[R] sapply behavior

[Prof Brian Ripley]

On Mon, 27 Sep 2004, Liaw, Andy wrote:

> The problem is that temp2 is a data frame, and the function you are
> sapply()ing to returns a row from a data frame.  A data frame is really a
> list, with each variable corresponding to a component.  If you extract a row
> of a data frame, you get another data frame, not a vector, even if all
> variables are the same type.  sapply() can really `simplify' the right way
> if it's given a vector (or matrix).  Consider:
> 
> > str(temp2)
> `data.frame':   6 obs. of  4 variables:
>  $ A1: int  5 2 4 6 1 3
>  $ A2: int  5 2 4 6 1 3
>  $ A3: int  5 2 4 6 1 3
>  $ A4: int  5 2 4 6 1 3
> > temp2 <- as.matrix(temp2)
> > str(temp2)
>  int [1:6, 1:4] 5 2 4 6 1 3 5 2 4 6 ...
>  - attr(*, "dimnames")=List of 2
>   ..$ : chr [1:6] "1" "2" "3" "4" ...
>   ..$ : chr [1:4] "A1" "A2" "A3" "A4"

============================================================

_Goals_
1/ Answer these questions from the sapply thread:
(a) According to the thread, what is a data frame really?
(b) How many observations and variables does the first str(temp2) output report?
(c) Which function converts temp2 before the second str() call?
2/ Carry the sapply thread on from its final line.
The entries after this point have no connection to the sapply thread.

============================================================

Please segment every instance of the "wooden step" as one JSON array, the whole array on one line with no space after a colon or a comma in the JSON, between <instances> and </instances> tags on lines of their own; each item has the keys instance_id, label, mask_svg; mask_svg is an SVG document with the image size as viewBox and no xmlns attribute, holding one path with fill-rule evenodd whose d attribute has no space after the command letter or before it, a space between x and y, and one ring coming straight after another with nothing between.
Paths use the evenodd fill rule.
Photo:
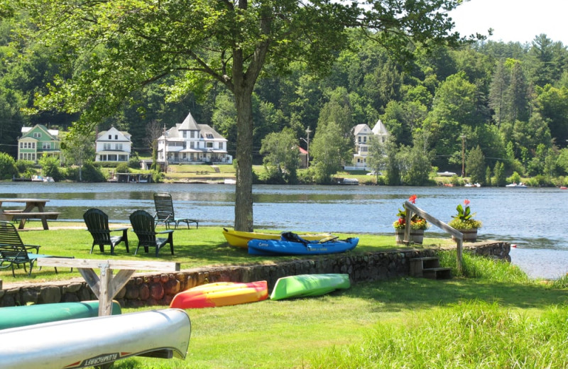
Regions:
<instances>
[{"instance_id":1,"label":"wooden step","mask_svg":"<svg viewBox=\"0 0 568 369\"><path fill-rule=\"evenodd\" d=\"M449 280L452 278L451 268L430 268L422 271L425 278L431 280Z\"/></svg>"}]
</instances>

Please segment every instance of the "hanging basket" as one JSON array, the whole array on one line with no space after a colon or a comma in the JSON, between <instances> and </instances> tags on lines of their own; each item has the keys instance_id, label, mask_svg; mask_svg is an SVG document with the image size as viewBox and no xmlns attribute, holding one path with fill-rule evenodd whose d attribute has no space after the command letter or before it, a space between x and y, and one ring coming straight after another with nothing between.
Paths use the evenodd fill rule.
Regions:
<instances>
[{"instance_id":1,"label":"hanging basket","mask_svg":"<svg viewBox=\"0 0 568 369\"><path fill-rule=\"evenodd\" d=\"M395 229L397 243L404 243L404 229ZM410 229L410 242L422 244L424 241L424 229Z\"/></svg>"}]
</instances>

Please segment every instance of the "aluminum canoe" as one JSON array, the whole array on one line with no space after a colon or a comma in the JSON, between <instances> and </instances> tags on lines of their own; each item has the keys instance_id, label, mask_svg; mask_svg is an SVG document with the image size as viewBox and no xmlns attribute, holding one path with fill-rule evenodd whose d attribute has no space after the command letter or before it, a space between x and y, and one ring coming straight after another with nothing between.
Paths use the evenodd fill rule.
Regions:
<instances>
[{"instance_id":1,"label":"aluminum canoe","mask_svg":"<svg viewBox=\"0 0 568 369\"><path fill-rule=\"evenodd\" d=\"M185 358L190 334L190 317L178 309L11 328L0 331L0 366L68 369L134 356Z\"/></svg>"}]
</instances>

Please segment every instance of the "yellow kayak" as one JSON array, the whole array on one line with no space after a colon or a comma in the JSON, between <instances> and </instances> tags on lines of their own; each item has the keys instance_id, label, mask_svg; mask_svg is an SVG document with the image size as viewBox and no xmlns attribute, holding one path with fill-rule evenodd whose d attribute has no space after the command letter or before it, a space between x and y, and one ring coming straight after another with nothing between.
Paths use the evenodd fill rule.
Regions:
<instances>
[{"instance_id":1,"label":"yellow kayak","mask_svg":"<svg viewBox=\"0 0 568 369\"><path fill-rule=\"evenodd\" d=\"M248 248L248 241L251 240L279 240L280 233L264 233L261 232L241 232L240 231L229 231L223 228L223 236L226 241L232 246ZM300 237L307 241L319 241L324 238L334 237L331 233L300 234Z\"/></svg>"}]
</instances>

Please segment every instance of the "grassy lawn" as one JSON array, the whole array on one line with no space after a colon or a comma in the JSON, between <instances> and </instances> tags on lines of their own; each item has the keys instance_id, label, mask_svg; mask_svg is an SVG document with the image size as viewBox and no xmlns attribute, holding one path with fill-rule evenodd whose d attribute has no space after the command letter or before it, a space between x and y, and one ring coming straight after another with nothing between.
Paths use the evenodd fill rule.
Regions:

============================================================

_Replies_
1/
(a) A list, with each variable corresponding to a component.
(b) 6 observations of 4 variables.
(c) as.matrix()

2/
> > str(sapply(1:6,function(x){xmat<-temp2[temp2[,1]==x,,drop=F]; xmat[1,]}))
>  int [1:4, 1:6] 1 1 1 1 2 2 2 2 3 3 ...
>  - attr(*, "dimnames")=List of 2
>   ..$ : chr [1:4] "A1" "A2" "A3" "A4"
>   ..$ : NULL
> 
> (The is.matrix() function probably just check whether the dim attribute is a
> vector of length 2, and not a data frame (as it says in ?is.matrix).  The
> newtemp2 object you get is a list with 24 components, each component is a
> vector of one integer, and has a dim attribute of c(4, 6).  Not what I would
> call a matrix.)

That *is* a matrix, though, and is useful for lists of length greater than
one.  A matrix in R is just a vector with a dim attribute (and length the
product of the dims's), so as well as any of the atomic vectors it can be
a generic vector aka list.

-- 
Brian D. Ripley,                  ripley at stats.ox.ac.uk
Professor of Applied Statistics,  http://www.stats.ox.ac.uk/~ripley/
University of Oxford,             Tel:  +44 1865 272861 (self)
1 South Parks Road,                     +44 1865 272866 (PA)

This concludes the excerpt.